## Task to complete
Put everything from the line containing "locate vertical japanese" down to the end of the records into a JSON list of strings, one string per line, with blank lines skipped. Leave the pictures out.
>> begin Extracted entries
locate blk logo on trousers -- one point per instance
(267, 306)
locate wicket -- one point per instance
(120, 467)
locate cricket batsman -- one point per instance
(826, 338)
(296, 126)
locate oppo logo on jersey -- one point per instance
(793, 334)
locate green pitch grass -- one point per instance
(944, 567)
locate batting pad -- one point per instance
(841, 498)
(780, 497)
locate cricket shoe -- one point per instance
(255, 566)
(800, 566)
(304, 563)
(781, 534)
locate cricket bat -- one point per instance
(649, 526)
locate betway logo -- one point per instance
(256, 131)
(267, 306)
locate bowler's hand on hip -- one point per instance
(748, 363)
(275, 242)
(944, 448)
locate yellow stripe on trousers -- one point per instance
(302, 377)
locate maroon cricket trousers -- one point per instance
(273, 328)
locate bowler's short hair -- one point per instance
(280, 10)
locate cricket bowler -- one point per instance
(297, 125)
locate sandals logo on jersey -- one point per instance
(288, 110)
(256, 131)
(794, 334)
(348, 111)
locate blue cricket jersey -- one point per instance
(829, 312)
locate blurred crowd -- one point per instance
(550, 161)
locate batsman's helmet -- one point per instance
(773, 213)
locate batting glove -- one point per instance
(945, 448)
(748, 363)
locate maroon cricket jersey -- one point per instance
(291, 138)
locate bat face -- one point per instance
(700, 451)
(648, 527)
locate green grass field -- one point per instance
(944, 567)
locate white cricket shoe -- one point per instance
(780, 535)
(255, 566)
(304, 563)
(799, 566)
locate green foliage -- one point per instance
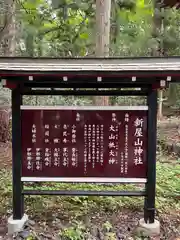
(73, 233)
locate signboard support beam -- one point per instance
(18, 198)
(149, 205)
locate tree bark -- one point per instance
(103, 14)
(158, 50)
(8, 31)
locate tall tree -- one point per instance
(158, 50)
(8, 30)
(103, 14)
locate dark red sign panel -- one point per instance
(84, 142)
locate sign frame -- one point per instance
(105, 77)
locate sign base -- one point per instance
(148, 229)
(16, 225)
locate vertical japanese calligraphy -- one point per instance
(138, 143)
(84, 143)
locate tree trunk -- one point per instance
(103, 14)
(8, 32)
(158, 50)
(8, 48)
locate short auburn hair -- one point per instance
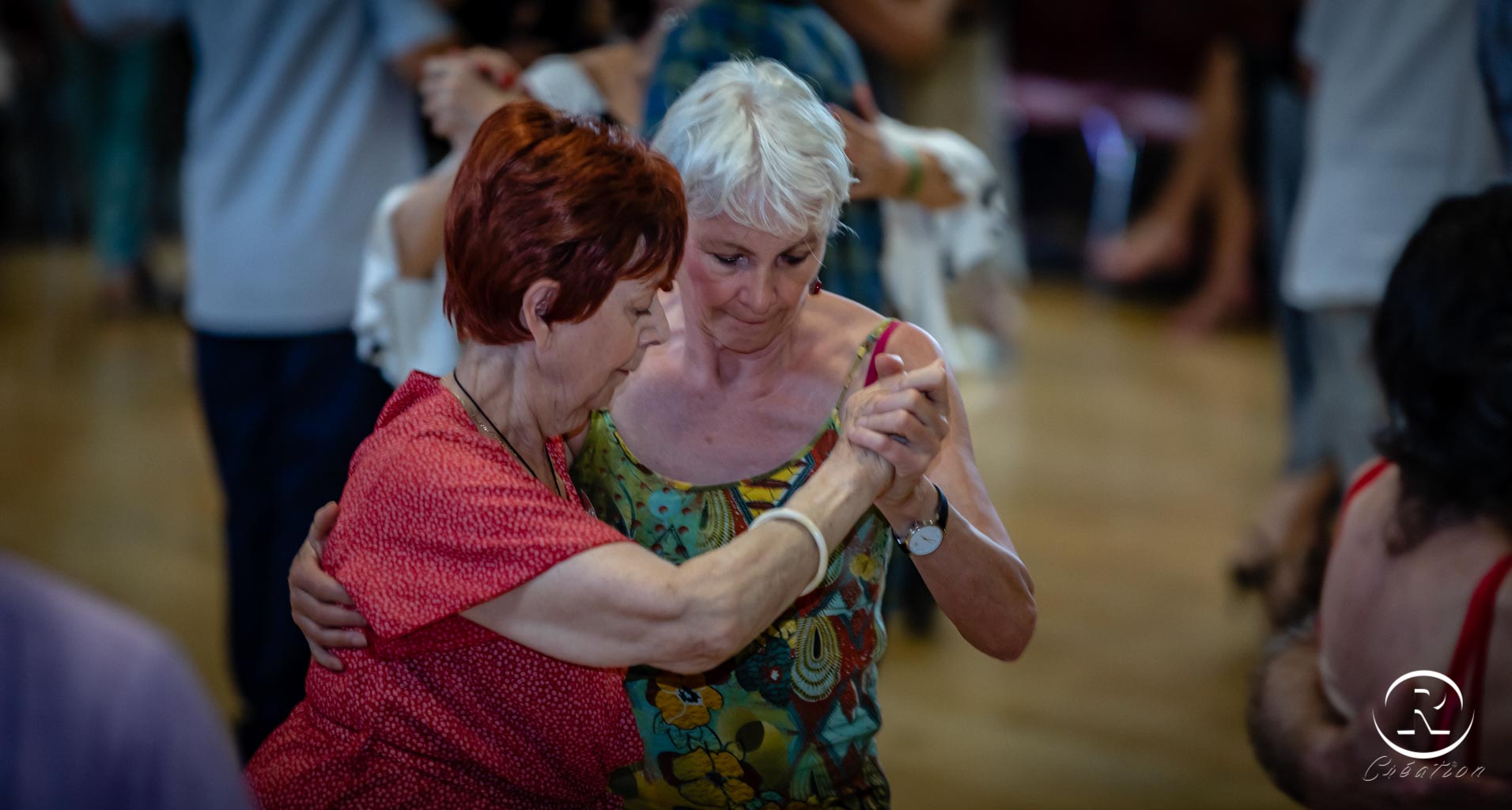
>> end Extracted entries
## Answer to the problem
[
  "locate vertical japanese calligraphy -- one point per instance",
  "(138, 143)",
  "(84, 143)",
  "locate tree trunk -- one point per instance",
  "(103, 14)",
  "(8, 32)",
  "(158, 50)",
  "(8, 48)",
  "locate short auburn hair -- one point per instance"
]